▸ **Exercise prompt**: For this exercise, write out every entry exactly and leave the pictures out.

▸ **Given records**:
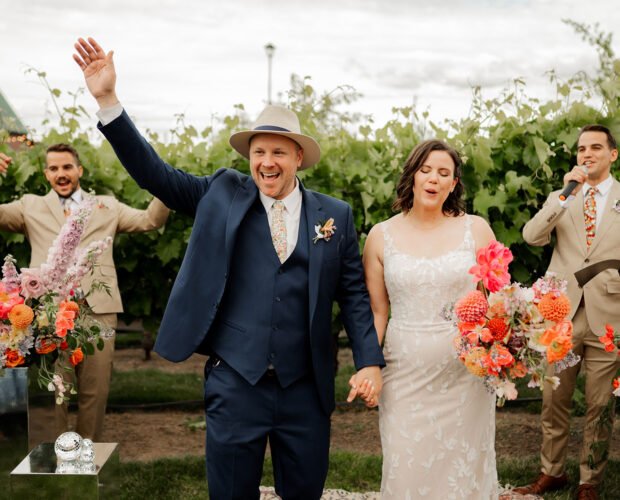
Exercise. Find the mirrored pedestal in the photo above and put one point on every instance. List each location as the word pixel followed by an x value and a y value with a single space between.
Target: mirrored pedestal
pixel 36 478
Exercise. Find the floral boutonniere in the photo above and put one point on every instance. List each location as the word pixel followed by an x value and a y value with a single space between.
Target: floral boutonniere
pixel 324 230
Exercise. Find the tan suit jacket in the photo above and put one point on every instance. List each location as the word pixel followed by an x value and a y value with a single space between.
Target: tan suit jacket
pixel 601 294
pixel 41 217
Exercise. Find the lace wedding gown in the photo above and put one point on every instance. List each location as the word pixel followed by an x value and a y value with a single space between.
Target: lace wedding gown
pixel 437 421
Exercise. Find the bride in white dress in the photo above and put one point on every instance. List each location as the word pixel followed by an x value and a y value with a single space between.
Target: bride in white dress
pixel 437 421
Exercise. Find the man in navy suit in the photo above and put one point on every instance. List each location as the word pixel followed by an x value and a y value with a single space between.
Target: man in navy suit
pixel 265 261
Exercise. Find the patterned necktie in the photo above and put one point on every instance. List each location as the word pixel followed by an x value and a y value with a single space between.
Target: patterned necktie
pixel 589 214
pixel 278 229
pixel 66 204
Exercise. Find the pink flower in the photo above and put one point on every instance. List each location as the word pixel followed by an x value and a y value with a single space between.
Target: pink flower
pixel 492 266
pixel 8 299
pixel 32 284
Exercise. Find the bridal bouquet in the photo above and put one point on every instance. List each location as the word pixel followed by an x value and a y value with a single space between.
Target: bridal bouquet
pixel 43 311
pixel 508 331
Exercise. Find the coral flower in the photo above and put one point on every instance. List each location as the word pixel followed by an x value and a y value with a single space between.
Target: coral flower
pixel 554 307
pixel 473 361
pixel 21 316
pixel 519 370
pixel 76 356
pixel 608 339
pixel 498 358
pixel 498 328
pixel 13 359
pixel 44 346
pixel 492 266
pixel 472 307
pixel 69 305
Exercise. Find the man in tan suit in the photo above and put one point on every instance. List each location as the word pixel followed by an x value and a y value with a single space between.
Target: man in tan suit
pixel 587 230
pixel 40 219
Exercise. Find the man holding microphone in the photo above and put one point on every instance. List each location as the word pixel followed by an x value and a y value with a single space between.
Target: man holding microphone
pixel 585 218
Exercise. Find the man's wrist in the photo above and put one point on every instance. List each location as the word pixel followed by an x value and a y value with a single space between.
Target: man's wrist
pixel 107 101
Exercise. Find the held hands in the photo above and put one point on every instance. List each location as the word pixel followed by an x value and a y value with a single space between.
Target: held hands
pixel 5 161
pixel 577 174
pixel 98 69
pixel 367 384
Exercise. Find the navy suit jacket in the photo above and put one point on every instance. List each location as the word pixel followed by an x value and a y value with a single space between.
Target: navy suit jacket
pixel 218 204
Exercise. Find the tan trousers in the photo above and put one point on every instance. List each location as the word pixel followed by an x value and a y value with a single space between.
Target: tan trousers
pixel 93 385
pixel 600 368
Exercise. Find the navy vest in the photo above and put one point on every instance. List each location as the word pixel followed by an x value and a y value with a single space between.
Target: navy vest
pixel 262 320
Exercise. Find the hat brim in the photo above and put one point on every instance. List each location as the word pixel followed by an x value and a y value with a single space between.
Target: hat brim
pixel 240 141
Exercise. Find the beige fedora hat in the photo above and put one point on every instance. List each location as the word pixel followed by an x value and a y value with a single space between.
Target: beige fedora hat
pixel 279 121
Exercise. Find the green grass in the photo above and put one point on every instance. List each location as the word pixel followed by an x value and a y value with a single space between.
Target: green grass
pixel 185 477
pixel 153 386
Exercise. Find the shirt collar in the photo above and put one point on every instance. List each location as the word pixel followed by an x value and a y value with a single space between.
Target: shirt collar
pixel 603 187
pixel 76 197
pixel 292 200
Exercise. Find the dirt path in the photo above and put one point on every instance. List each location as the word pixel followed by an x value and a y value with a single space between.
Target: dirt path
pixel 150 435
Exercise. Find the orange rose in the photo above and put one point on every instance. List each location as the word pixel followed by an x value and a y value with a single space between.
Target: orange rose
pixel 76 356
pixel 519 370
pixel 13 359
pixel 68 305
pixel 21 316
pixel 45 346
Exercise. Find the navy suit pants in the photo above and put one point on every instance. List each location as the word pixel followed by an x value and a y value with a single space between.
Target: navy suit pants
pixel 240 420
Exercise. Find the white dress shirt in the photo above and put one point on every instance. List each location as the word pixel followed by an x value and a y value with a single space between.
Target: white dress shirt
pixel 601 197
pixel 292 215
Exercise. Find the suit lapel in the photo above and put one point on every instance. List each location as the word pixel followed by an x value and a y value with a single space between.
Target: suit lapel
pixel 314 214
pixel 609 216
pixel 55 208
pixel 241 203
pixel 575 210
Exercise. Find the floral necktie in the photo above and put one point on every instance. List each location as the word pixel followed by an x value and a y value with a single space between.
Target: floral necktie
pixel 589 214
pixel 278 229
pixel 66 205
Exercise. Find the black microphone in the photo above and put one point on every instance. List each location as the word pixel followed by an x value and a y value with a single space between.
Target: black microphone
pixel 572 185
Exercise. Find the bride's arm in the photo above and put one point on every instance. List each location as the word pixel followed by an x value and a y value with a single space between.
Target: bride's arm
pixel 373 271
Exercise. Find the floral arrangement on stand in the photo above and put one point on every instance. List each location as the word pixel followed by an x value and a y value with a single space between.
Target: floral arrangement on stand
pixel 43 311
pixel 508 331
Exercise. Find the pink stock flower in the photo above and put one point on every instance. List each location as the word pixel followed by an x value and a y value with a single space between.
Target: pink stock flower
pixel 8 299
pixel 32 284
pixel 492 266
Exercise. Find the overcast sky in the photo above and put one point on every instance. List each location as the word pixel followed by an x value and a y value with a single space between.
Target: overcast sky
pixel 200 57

▸ **Answer below**:
Exercise. Find the mirrored pedestal in the photo above and put one point on every instance. List each location as the word pixel followed by an x value and a y value with a single space between.
Target: mirrored pedestal
pixel 36 478
Exercise. Find the floral boutonniere in the photo above and put one point on every instance. List each location as the word pixel followed by an x value and a y value with a single space between.
Target: floral boutonniere
pixel 324 230
Exercise. Find the tan suit jacket in the photo above and put one point on every instance. List each location as the word pixel followed by an x value and a y value with a single space between.
Target: tan suit jacket
pixel 601 294
pixel 41 217
Exercise. Find the lace wedding gown in the photo above and put one point on every instance. List each location as the word pixel followed by an x value and a y value with a single space between.
Target: lace wedding gown
pixel 437 421
Exercise. Find the bride in white dress in the photo above and put one point on every instance. List each location as the word pixel followed by an x value and a y value with a single space between.
Target: bride in white dress
pixel 437 421
Exercise. Find the man in navy suit in the photo above and put one point on every instance. List each location as the word pixel followed by an x value and a y value with a single space between.
Target: man in navy suit
pixel 265 261
Exercise. Find the patterned necktie in the photo above and put one point on every instance. List each location as the word pixel followed by an x value and a y value with a single space between.
Target: patterned necktie
pixel 589 214
pixel 278 229
pixel 66 204
Exercise. Find the pink flower in the photo above and put one point on every instance. List each location as the word pixel followed by an x value and a y value with a single space between.
Target: pink flower
pixel 492 266
pixel 8 299
pixel 32 284
Exercise. Find the bridal bouquet in the photo above and put one point on every instance. List each location as the word pixel followed by an x value and a y value with a single space between.
Target: bridal bouquet
pixel 43 311
pixel 508 331
Exercise. Find the coral flower in the photo above and put one point on every instance. List each location as the word pixel followed by an x value and a y value with a single space between.
Target: coral flower
pixel 554 307
pixel 473 361
pixel 21 316
pixel 519 370
pixel 76 356
pixel 608 339
pixel 498 358
pixel 498 328
pixel 13 359
pixel 44 346
pixel 492 266
pixel 472 307
pixel 69 305
Exercise. Find the man in tan suit in the photo above and put one point on every instance. List each location as the word pixel followed by an x value and a y value with a single space between.
Target: man in tan suit
pixel 587 230
pixel 40 219
Exercise. Find the man holding microphone in the photo above and put one point on every instance. List each location as the word pixel followed by an x value and a y value with a single space between.
Target: man holding microphone
pixel 585 218
Exercise. Find the man's wrist in the photo above and put one point on every instance. List each location as the word pixel followed by an x value and a y value with a single space between.
Target: man's wrist
pixel 107 101
Exercise. Find the held hands in the photo above and put one point on every instance. List each location as the word pixel followed by an x value and a y value with a single space between.
Target: held hands
pixel 5 161
pixel 577 174
pixel 98 69
pixel 367 384
Exercise. Find the navy suit jacket in the photo above and put one point on every instance. List each location as the word pixel followed by an x value and a y value with a single space between.
Target: navy suit jacket
pixel 218 204
Exercise. Find the tan trousers in the photo above and put one point on every instance. List each location as the word pixel followed by an x value and a y value with a single space between.
Target: tan trousers
pixel 93 385
pixel 600 368
Exercise. Find the navy vest in the photo above and put one point on every instance. List each location as the word pixel followed by an x value and a y value with a single space between.
Target: navy vest
pixel 262 320
Exercise. Find the hat brim in the photo above and put one point on every instance. List each location as the word pixel followed by an x value and a y value with a single space between.
Target: hat brim
pixel 240 141
Exercise. Find the beige fedora hat in the photo above and put one point on every instance. List each location as the word pixel followed by an x value and a y value with a single space between.
Target: beige fedora hat
pixel 279 121
Exercise. Find the green grass in the photo above and put one point on every instance. List each location as the word pixel followed by an x value and a y value with a single space between.
Target: green grass
pixel 185 477
pixel 153 386
Exercise. Find the shirt collar in the photo above and put one point on every instance. List each location as the word pixel followed by an x value and a y value with a single space between.
Target: shirt collar
pixel 603 187
pixel 76 197
pixel 292 200
Exercise. Find the dirt path in the photo above and put one point on every instance. List each location as the word pixel followed by an x value and a y value with a single space between.
Target: dirt path
pixel 150 435
Exercise. Find the orange rose in the photo above and put one point on every instance. List each location as the word pixel followed by an x value and a y value with a single space between.
Target: orange rose
pixel 76 356
pixel 519 370
pixel 13 359
pixel 68 305
pixel 21 316
pixel 45 346
Exercise. Find the navy suit pants in the photo above and put one point on every instance. List each location as the word pixel followed by an x value and a y value with a single space between.
Target: navy suit pants
pixel 240 420
Exercise. Find the white dress shirt in the photo above and put one point on every instance. List each location as the word pixel followed by an x value and a y value with a single space between.
Target: white dress shirt
pixel 601 197
pixel 292 215
Exercise. Find the suit lapel in the photo above and put one point on every instance. List each location as the word pixel followed by an x value and a y value with a single space between.
Target: suit lapel
pixel 314 214
pixel 609 216
pixel 55 208
pixel 241 203
pixel 575 210
Exercise. Find the floral necktie in the photo above and put one point on every instance. List each location as the word pixel followed by an x value and a y value with a single space between.
Target: floral necktie
pixel 589 214
pixel 278 229
pixel 66 205
Exercise. Find the black microphone in the photo above and put one point on every instance. List each location as the word pixel followed by an x value and a y value with a single space between.
Target: black microphone
pixel 572 185
Exercise. Find the bride's arm in the photo above and put one point on every instance. List each location as the word pixel followed by an x value and a y value with a single space between.
Target: bride's arm
pixel 373 271
Exercise. Find the floral arrangement on stand in the photo above and put one point on every instance. List each location as the word pixel followed by an x value and a y value with a single space between.
Target: floral arrangement on stand
pixel 43 311
pixel 508 331
Exercise. Find the pink stock flower in the photo above and put one point on every instance. List each location as the word pixel followed by an x value and a y value with a single space between.
Target: pink stock flower
pixel 8 299
pixel 32 284
pixel 492 266
Exercise. Find the overcast sky in the photo above and put one point on every instance. List each location as the word pixel followed by an x value and a y value with a single space between.
Target: overcast sky
pixel 200 57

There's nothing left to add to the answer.